* List of tasks
a - In the article on federal renewable energy grants, how much was Snowy Hydro granted for cloud seeding research?
b - Write the next few sentences of the article on federal renewable energy grants, continuing after its final sentence.

(Passage provided)

Federal Environment Minister Ian Campbell yesterday said the grants cover renewable energy technologies including research into cloud seeding, yeast technology to convert plant waste into ethanol and turbulence mapping at wind farms.
Snowy Hydro was granted some $4 million for cloud seeding research to increase natural snowfalls and inflows to storages of the Snowy Mountains Scheme.
The Cooma, NSW-based corporation began cloud seeding trials in 2004, which have so far met with limited success because of what Snowy Hydro describes as a lack of atmospheric moisture.
Snowy Hydro is conducting a six-year research project of winter cloud seeding to assess the feasibility of increasing snow precipitation in the Snowy Mountains.
The government also gave $2.7 million towards the development of a commercial-scale single vessel DiCOM Plant at the Brockway Waste Transfer Station in Shenton Park, Western Australia.
The $5 million project developed in Perth over the past five years is a hybrid biological system designed to process municipal waste using aerobic composting and anaerobic digestion technologies. End products include energy and compost. The unit is intended to process tens of thousands of tonnes of municipal waste a year.
The Western Metropolitan Regional Council’s demonstration plant will include a waste sorting and preparation facility and a single DiCOM biological processing vessel, including associated ancillary equipment.
Other grants included $2.5 million given to New South Wales-based MicroBiogen for new yeast technology to convert plant waste into ethanol.
BP Solar, also in NSW, received $1.6 million for photovoltaic cell process engineering development for improving the yield from silicon.
Proactive Energy Developments was handed $1.2 million for a novel regenerator to adapt supercritical cycles to geothermal power applications.
Dynamic Systems Australia won $612,679 to develop a prototype 10kW vertical axis and turbine.

(End Passage provided)
(Dataset records)

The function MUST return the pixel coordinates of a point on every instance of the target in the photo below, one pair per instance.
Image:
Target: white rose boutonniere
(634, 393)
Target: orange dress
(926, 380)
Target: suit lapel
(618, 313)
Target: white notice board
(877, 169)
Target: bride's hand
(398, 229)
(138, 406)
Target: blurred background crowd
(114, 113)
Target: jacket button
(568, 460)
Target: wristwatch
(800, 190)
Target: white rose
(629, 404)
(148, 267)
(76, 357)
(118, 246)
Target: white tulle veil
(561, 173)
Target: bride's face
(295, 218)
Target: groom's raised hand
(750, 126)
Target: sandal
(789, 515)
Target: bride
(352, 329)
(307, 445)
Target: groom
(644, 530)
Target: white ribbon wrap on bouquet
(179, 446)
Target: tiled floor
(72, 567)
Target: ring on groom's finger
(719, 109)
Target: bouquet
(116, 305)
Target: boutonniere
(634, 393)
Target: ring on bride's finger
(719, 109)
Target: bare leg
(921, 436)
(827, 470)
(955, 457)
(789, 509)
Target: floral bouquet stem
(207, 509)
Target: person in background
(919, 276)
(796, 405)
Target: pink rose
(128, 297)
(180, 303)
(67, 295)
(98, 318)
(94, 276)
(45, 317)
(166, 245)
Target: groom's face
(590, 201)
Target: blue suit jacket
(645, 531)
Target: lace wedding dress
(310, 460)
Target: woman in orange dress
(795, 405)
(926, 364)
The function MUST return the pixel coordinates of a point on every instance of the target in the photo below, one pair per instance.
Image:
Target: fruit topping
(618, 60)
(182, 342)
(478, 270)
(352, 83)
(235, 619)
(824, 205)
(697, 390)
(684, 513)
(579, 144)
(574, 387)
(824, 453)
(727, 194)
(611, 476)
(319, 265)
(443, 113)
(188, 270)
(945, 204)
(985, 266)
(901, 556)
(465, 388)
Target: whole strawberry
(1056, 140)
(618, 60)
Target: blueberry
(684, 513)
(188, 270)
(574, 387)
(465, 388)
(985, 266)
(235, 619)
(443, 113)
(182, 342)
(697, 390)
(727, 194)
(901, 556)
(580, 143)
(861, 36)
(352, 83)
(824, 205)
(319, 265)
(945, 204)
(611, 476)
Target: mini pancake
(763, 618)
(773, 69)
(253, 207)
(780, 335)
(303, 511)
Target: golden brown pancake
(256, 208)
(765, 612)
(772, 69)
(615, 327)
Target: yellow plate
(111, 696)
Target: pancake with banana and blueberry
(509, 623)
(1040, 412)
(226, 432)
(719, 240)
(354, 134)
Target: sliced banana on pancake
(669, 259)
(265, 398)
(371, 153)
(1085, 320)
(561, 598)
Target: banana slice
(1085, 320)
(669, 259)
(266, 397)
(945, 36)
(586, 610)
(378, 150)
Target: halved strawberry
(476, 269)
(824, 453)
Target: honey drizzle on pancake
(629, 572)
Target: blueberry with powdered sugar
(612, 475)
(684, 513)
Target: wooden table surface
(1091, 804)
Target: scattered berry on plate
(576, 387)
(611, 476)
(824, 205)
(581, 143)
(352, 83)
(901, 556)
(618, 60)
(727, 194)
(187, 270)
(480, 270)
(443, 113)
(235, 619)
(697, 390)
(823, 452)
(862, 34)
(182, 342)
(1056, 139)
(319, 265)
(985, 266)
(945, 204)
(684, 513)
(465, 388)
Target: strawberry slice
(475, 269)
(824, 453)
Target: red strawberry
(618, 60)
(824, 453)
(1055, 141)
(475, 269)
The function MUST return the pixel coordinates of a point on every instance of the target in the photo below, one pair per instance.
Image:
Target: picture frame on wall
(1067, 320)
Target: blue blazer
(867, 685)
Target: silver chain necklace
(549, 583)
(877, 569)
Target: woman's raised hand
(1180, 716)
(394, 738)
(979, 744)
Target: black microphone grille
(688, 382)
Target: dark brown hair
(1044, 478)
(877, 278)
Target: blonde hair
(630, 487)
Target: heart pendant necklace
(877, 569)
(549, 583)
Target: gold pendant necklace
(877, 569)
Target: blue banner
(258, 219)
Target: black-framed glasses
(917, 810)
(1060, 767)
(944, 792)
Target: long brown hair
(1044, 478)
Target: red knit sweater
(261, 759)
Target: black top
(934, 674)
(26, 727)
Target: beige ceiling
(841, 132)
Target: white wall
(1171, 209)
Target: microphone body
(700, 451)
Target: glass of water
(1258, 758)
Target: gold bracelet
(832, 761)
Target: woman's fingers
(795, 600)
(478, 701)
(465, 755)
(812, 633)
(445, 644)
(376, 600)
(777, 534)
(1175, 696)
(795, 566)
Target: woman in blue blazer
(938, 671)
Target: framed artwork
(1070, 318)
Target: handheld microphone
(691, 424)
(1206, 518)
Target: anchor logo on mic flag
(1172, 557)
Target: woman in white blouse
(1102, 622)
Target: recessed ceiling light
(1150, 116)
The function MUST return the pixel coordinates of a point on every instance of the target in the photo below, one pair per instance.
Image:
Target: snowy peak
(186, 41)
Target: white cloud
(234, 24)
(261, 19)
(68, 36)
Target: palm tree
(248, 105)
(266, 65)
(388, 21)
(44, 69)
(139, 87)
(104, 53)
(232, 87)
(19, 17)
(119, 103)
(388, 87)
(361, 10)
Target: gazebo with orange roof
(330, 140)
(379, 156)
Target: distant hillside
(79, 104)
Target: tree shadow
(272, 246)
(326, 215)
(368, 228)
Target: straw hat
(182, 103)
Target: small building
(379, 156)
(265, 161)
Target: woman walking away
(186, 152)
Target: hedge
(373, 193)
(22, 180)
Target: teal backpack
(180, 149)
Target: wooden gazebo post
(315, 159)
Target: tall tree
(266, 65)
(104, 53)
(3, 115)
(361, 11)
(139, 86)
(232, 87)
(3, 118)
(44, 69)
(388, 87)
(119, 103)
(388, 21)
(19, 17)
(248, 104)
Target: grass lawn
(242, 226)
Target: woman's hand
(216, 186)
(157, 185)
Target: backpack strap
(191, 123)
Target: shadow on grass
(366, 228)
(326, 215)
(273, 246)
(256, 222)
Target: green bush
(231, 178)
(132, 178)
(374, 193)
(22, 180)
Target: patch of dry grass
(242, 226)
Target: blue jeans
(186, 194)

(End Dataset records)

* Written responses
a - Some $4 million.

b -
Senator Campbell also announced rebates for people buying energy-efficient appliances in areas well outside WA's southwest electricity grid, including Carnarvon, Broome and Esperance.
The four-year regional energy efficiency program is expected to achieve annual savings of 13,000 megawatt hours of electricity, 3.8 million litres of fossil fuels and 10,000 tonnes of greenhouse gases.
Senator Campbell said more than 5000 rebates had been provided to date, with estimated savings of more than 27 million litres of diesel a year
Windlab Systems was given $368,292 for its computational model for prediction of turbulence on wind farms, and Downer Energy Systems in Queensland received $345,500 for a new generation modular biomass power plant.
Campbell said the range of projects was evidence of the strength of the renewable energy industry throughout the nation.
“Research into and development of renewable energy technologies will give Australia a strong base on which to grow its own industry and expand opportunities overseas,” he said.
The grants were given as part of the government’s Renewable Energy Development Initiative (REDI), which has already awarded more than $46 million in grants to 24 renewable energy companies.